» TASK 1:
Answer these questions about the Duane Reade article below, one answer per line:
(a) How much money did the contest winner actually win?
(b) What greets visitors when they walk into the space?
(c) What does the store call the salon counter upstairs?

» SELECTION:
┌────────

The Duane Reade at 40 Wall Street hosted the chain's 50th birthday party this week. The ripe-for-marketing festivities included the chance for a lucky contest winner to win $1 million (she won $5,000), a set by D.J. Clue, and a Darryl Strawberry signing (he wasn't the first celebrity in, though — Donald Trump stopped by the opening party last week). But the most extraordinary thing about this evidently glamorous Duane Reade is not the celebrity appearances or fun contests, but the beauty-salon services you can get done there every day of the week. These include: blowouts, hair conditioning treatments, manicures, and brow threading. All services are affordable and take walk-ins. Yesterday, I went to experience the new salon firsthand to find out if the addition makes sense for the store or if it's just weird.
When you walk into the space, you are greeted by a hologram of a woman projected onto a flat cardboard cutout shaped like a person, just like technology I've seen at a trendy New York Fashion Week presentation. She tells customers about everything they can do in this new store and directs me upstairs to the hair salon.
Around the corner and up the escalator, at the counter for what the store calls its Look boutique, a few women are already making appointments for the next day, which the cashiers diligently recorded in an appointment book I haven't seen the likes of since I took piano lessons fifteen years ago. The counter also seemed to function as a cashier, so there was no escaping the reality that this salon, though it is very salonlike in terms of equipment and setup, is still in the middle of the drug store, and some Wall Street banker could ruin any spalike ambiance by sauntering over to pay for his Gatorade at any moment. I told them I wanted a blowout. Immediately. Luckily, there was no wait.

└────────

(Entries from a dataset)
┌────────

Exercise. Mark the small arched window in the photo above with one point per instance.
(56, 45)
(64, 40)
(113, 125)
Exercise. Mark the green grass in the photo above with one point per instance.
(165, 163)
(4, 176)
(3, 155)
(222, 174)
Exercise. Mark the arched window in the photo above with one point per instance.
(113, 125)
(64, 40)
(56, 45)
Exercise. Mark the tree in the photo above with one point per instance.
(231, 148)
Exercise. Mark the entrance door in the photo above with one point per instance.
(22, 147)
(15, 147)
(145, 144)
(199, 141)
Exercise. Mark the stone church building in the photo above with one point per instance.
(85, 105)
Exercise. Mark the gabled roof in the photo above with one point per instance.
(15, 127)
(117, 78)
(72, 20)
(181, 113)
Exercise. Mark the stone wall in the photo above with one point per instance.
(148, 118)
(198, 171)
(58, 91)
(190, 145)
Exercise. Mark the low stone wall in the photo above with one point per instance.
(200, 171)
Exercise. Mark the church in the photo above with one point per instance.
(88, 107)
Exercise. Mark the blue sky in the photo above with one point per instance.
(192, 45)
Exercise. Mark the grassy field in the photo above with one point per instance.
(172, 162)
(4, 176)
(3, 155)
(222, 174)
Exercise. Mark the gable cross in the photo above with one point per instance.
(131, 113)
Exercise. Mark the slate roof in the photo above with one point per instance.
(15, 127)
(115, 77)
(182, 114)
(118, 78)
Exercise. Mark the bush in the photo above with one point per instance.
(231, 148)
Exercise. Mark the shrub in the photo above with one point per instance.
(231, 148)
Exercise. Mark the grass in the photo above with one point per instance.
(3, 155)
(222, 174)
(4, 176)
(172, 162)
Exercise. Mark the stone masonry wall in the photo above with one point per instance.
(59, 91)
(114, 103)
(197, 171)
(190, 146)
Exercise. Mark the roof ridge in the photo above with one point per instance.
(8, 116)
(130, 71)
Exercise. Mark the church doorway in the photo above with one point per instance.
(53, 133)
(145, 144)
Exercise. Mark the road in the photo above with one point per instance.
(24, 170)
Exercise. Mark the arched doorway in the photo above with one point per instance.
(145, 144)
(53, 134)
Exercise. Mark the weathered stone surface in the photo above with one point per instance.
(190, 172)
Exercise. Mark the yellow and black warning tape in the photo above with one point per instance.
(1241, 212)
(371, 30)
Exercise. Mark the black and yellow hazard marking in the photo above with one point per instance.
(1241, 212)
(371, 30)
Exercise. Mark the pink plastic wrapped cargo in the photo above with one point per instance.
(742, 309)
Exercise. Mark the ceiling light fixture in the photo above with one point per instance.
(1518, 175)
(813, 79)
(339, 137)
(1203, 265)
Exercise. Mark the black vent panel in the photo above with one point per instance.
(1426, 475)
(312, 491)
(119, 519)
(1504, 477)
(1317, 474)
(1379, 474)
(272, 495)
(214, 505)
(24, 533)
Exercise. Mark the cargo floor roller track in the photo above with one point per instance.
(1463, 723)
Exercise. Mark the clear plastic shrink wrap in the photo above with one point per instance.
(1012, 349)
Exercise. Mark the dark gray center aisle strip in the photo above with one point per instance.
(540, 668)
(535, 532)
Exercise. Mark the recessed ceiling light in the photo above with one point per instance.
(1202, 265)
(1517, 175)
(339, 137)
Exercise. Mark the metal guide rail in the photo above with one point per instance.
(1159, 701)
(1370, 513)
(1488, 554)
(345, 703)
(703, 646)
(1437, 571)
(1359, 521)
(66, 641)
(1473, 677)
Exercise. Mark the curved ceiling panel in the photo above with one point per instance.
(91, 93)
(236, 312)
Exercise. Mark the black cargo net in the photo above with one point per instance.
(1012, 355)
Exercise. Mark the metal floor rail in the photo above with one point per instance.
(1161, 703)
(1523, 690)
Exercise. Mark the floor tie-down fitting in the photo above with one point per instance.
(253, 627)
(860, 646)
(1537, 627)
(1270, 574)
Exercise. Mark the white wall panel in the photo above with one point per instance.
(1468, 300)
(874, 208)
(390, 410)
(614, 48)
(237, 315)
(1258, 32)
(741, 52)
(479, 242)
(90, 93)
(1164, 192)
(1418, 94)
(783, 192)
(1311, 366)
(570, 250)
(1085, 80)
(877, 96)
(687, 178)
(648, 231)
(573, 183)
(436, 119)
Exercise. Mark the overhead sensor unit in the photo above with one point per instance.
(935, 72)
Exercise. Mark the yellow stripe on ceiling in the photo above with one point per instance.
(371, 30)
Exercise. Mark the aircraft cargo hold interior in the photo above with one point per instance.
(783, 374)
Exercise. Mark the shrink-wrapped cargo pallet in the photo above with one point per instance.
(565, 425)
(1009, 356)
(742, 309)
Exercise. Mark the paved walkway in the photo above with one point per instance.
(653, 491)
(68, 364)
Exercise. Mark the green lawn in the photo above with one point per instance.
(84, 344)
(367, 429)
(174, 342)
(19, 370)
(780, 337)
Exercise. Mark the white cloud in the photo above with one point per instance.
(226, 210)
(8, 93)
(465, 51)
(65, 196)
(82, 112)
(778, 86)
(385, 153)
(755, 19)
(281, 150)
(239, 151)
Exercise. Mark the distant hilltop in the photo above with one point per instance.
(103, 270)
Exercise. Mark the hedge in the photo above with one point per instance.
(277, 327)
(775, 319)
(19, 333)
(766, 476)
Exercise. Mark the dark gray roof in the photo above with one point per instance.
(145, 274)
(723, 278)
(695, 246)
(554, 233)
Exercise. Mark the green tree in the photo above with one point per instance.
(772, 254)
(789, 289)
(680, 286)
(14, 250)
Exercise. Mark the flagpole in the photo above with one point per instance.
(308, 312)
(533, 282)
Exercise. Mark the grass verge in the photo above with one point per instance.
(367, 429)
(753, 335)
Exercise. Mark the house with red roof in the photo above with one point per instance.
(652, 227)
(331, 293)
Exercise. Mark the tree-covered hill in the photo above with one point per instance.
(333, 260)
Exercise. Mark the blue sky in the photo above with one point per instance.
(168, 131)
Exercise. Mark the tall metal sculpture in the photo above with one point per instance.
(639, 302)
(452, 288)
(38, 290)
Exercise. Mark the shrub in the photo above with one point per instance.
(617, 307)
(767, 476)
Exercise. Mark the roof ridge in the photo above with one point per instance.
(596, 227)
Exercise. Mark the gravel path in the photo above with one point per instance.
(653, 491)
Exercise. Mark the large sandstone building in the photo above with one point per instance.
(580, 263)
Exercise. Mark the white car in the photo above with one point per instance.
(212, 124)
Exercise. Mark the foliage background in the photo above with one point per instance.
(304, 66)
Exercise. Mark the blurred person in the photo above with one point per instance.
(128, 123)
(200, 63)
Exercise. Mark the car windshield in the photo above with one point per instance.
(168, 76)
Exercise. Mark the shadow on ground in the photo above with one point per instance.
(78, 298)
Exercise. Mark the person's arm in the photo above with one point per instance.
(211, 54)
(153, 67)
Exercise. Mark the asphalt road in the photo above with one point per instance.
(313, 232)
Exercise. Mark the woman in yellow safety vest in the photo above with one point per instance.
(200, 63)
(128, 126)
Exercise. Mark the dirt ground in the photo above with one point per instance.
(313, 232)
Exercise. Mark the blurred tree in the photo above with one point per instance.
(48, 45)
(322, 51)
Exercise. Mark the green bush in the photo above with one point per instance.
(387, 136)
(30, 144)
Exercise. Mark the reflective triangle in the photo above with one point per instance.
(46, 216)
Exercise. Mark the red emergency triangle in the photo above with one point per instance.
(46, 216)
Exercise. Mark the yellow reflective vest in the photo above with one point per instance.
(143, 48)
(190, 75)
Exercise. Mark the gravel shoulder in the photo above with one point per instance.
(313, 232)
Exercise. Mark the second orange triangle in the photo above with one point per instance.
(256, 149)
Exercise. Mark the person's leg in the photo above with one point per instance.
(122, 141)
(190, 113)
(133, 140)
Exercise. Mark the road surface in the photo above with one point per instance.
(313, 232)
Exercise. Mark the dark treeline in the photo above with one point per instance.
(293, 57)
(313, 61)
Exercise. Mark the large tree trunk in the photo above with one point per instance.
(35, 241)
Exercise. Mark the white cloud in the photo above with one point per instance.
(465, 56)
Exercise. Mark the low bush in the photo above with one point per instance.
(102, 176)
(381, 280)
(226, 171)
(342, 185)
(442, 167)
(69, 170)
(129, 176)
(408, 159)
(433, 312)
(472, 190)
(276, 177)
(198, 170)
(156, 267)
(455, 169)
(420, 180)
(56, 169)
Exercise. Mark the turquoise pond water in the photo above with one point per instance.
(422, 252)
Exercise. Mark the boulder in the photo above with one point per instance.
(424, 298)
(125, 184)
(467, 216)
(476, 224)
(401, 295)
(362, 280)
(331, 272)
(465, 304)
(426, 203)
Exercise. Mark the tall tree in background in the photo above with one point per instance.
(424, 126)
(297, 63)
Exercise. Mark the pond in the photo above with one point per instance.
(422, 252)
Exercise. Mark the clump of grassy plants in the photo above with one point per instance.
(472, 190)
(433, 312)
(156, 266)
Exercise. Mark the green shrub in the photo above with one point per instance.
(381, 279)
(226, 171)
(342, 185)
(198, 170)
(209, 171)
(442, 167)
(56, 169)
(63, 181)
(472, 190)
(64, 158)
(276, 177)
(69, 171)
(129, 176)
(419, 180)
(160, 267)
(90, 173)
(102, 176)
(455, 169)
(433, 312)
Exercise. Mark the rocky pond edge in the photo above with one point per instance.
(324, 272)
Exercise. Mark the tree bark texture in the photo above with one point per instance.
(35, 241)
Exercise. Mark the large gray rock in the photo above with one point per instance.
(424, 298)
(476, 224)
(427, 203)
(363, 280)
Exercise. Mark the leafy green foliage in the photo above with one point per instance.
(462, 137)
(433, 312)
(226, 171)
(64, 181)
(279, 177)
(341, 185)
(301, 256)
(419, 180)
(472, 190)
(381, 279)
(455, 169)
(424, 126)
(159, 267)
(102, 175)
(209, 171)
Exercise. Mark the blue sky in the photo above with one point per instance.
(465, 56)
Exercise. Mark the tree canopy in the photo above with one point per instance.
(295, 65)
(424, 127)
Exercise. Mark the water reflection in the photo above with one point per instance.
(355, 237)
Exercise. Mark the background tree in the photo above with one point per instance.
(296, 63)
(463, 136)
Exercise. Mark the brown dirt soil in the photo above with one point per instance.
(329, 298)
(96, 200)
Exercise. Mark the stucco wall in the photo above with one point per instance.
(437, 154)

└────────

» TASK 2:
Pick out every line of the listing above that contains the string "panel", and note that case counts.

» OUTPUT 1:
(a) $5,000
(b) A hologram of a woman projected onto a flat cardboard cutout shaped like a person
(c) Its Look boutique

» OUTPUT 2:
Exercise. Mark the black vent panel in the photo above with one point per instance.
Exercise. Mark the curved ceiling panel in the photo above with one point per instance.
Exercise. Mark the white wall panel in the photo above with one point per instance.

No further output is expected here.